=== INPUT ===
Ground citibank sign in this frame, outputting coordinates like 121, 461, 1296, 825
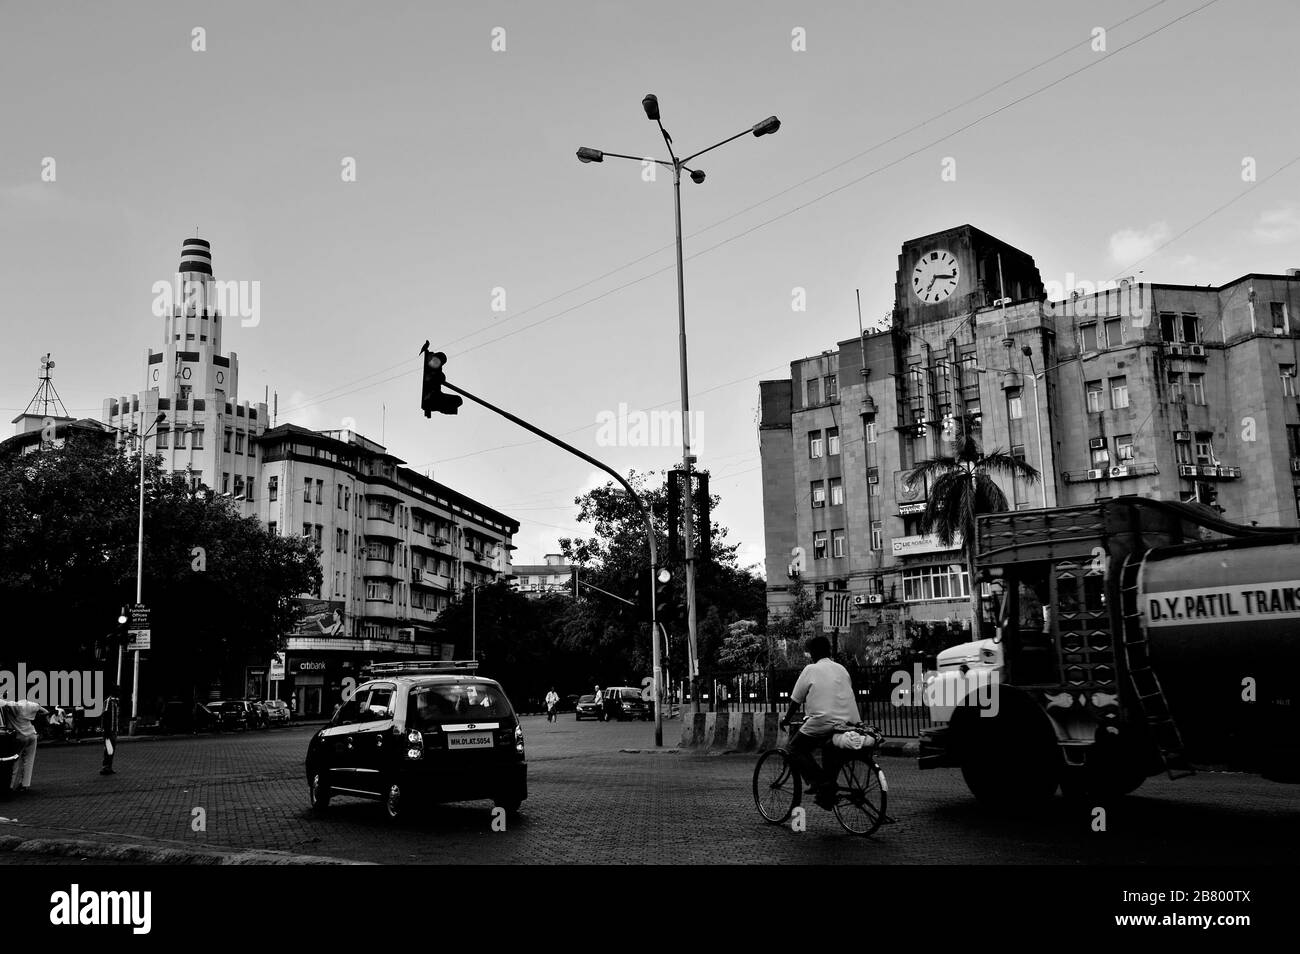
===
=== INPUT ===
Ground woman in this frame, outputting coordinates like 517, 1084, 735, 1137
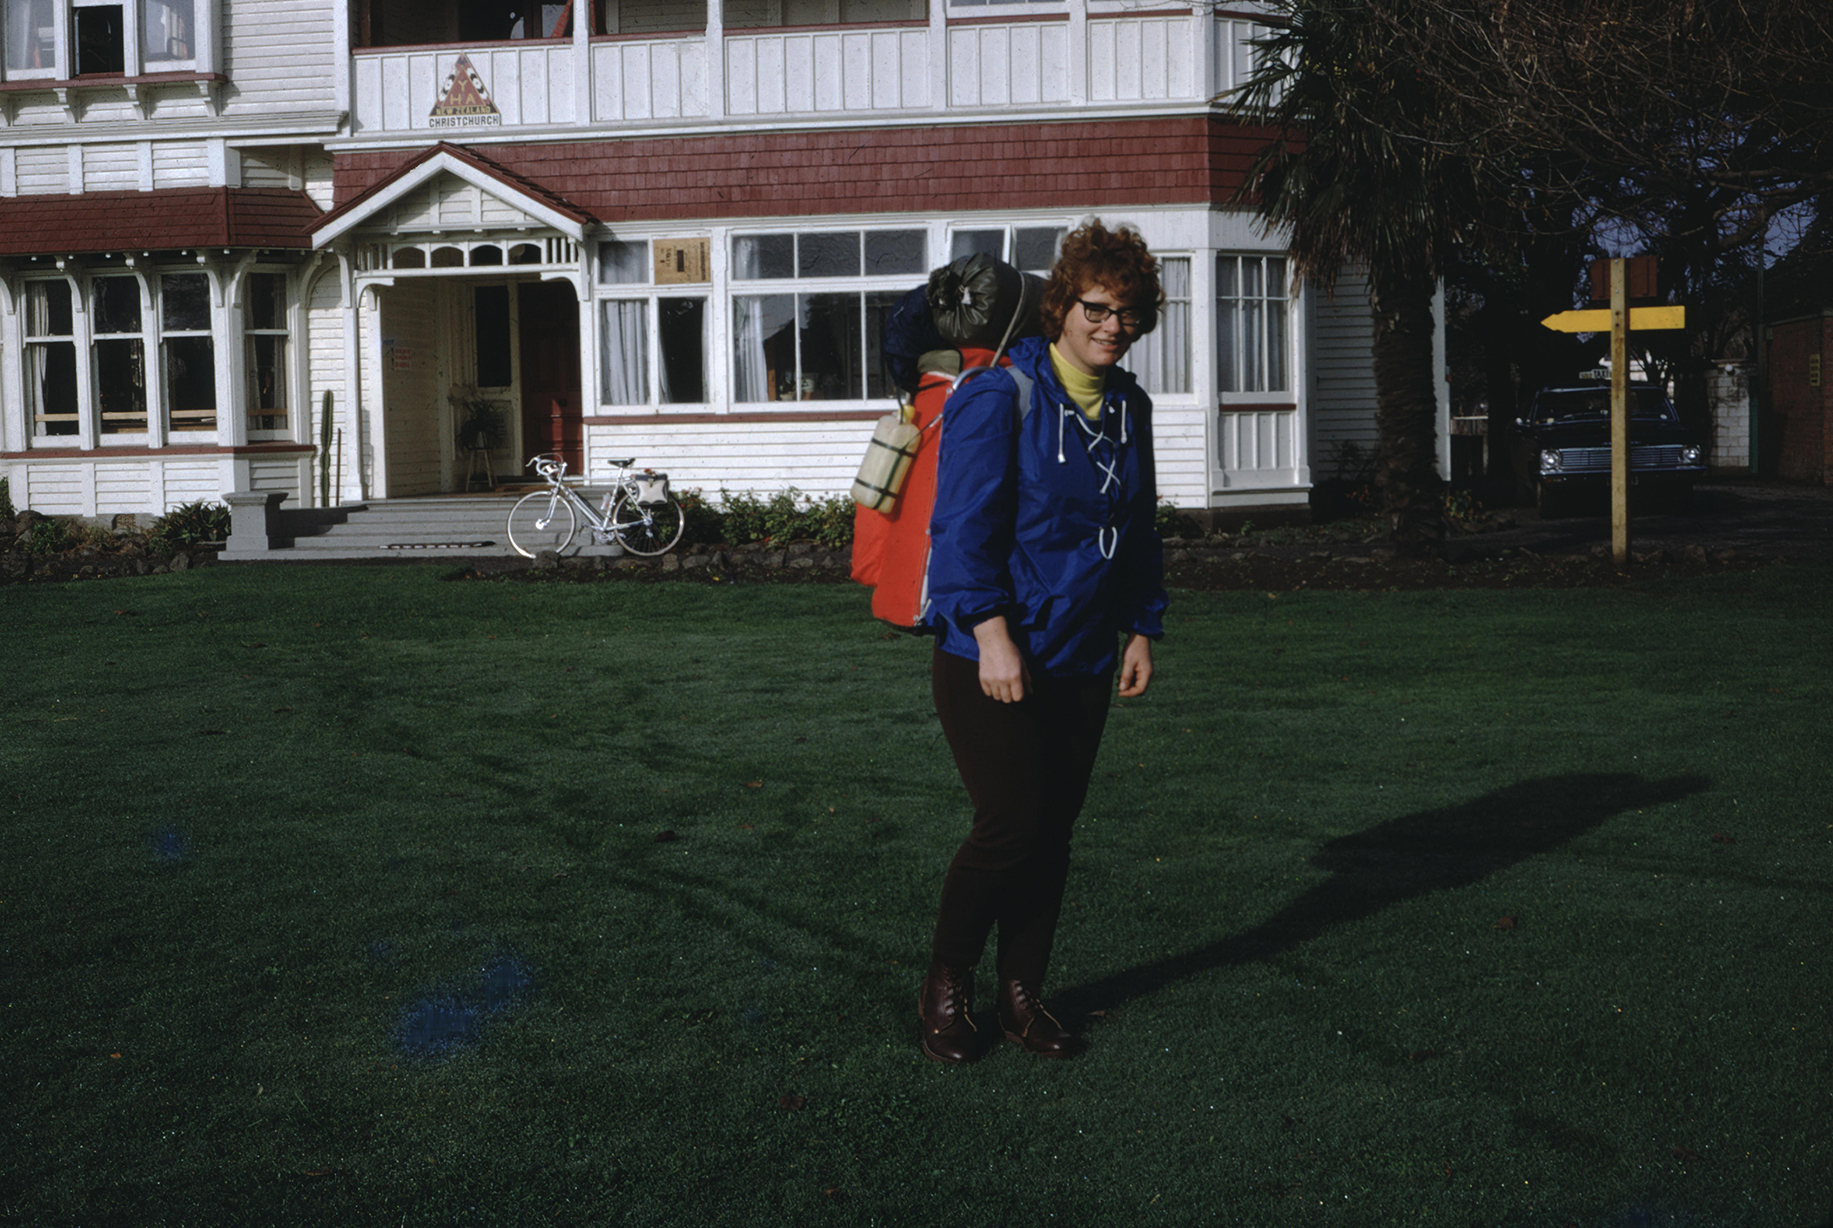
===
=== INPUT ===
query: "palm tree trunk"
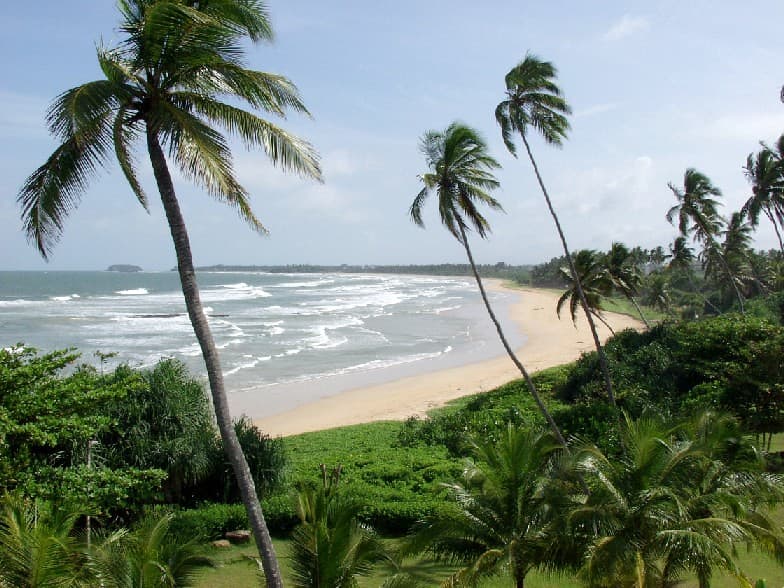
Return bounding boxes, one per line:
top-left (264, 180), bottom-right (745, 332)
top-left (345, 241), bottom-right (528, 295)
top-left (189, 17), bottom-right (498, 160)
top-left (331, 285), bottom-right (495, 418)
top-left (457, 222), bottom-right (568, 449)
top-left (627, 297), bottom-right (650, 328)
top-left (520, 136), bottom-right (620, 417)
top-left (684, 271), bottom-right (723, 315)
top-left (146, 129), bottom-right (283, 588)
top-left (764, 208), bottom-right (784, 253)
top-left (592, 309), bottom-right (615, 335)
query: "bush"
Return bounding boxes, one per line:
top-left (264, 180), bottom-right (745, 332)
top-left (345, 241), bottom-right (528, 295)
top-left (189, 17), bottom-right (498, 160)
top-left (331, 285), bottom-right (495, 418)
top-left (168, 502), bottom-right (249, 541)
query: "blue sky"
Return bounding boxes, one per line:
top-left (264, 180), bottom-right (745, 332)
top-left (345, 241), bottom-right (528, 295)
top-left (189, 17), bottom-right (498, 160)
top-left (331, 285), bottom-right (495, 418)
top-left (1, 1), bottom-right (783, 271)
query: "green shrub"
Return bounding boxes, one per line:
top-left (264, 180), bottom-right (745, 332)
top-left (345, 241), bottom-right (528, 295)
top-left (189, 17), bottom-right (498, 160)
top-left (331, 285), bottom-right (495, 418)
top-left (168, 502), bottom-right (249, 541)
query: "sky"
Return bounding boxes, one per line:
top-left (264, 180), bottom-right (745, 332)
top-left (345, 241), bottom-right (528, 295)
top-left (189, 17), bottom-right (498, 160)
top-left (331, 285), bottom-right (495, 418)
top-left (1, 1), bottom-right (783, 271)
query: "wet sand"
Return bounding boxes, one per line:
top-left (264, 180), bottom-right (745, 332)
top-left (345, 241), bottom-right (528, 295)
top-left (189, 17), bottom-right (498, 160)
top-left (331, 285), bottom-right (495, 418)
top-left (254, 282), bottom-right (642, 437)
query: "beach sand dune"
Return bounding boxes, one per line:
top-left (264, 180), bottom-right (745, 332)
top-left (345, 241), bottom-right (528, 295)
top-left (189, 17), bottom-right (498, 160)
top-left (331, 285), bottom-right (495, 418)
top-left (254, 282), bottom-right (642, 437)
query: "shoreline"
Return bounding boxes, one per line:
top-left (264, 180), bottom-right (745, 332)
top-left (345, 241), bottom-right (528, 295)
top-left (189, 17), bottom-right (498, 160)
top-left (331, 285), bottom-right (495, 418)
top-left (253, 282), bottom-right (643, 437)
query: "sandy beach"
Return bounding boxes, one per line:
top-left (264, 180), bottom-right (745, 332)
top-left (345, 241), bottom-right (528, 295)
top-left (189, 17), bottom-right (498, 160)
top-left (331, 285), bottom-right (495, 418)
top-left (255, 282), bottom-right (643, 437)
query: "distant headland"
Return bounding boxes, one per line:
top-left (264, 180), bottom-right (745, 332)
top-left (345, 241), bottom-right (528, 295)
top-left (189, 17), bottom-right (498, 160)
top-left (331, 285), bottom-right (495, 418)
===
## TASK STATEMENT:
Scan the entries above and work out how many lines include the word "beach"; the reply is that number alone.

## RESPONSE AREA:
2